▶ **What you should do**: Pull out each line of the listing below that contains the string "sailboat", and copy those lines in the order they appear.

▶ **Supplied records**:
+++++

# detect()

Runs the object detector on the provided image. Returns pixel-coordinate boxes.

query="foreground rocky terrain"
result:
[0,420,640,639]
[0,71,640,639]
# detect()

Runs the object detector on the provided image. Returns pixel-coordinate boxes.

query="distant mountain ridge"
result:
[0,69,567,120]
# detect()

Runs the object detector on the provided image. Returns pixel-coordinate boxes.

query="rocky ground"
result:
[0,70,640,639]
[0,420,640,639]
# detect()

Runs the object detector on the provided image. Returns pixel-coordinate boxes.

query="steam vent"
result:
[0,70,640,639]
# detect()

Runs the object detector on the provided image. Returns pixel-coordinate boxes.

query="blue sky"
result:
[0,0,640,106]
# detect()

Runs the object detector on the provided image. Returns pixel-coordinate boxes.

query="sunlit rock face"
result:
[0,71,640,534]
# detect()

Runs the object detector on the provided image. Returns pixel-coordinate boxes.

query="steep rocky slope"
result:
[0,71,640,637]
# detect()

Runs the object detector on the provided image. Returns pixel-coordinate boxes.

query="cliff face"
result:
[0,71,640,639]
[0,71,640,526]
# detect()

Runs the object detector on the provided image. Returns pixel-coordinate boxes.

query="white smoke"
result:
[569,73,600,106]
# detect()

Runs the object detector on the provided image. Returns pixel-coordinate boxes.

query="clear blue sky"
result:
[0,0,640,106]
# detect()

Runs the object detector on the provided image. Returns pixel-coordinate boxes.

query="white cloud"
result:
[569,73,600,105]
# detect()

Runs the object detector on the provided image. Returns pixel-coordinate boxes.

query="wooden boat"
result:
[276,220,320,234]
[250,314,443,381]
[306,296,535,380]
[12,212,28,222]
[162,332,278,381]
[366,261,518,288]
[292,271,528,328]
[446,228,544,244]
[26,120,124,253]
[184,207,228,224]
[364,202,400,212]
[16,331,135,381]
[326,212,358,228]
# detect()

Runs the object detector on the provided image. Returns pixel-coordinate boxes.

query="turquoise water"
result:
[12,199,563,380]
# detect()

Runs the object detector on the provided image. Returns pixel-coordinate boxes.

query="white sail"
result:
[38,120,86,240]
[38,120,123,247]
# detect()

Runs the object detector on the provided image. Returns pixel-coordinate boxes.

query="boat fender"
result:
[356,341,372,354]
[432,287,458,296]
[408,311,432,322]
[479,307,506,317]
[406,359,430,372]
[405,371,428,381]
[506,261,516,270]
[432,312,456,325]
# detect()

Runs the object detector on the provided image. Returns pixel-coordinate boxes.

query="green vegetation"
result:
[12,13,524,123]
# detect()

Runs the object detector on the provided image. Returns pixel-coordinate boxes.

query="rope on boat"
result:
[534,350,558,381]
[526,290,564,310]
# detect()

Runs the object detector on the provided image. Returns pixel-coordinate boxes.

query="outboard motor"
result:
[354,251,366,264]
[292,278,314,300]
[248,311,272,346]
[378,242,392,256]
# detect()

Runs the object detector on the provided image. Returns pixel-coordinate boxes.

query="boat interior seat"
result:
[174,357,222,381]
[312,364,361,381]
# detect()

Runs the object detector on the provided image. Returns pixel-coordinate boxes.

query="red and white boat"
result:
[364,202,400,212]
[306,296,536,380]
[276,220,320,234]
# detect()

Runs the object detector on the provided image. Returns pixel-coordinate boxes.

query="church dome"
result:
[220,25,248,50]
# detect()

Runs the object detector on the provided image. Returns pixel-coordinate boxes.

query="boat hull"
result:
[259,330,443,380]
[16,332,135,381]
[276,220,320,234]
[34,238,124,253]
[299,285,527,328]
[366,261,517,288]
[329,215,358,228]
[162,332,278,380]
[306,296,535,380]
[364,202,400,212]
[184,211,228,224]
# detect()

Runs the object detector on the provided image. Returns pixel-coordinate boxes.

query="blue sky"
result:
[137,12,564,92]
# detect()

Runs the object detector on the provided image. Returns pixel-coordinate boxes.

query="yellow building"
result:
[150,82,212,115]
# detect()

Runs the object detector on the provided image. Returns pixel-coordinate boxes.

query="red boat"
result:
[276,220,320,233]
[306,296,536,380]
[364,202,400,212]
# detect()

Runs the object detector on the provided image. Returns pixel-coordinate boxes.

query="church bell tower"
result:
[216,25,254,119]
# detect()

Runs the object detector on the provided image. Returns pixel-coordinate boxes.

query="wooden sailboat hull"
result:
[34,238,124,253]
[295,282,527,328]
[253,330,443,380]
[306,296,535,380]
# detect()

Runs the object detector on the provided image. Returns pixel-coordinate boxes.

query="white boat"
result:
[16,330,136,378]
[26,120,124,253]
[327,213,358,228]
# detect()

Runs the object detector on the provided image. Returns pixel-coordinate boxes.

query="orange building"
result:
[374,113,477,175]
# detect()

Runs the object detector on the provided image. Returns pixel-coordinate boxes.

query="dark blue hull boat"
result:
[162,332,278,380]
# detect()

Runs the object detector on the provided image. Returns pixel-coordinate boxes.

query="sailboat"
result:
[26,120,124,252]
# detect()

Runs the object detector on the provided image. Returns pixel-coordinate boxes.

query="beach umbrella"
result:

+++++

▶ **Exercise response**:
query="wooden sailboat hull"
query="sailboat"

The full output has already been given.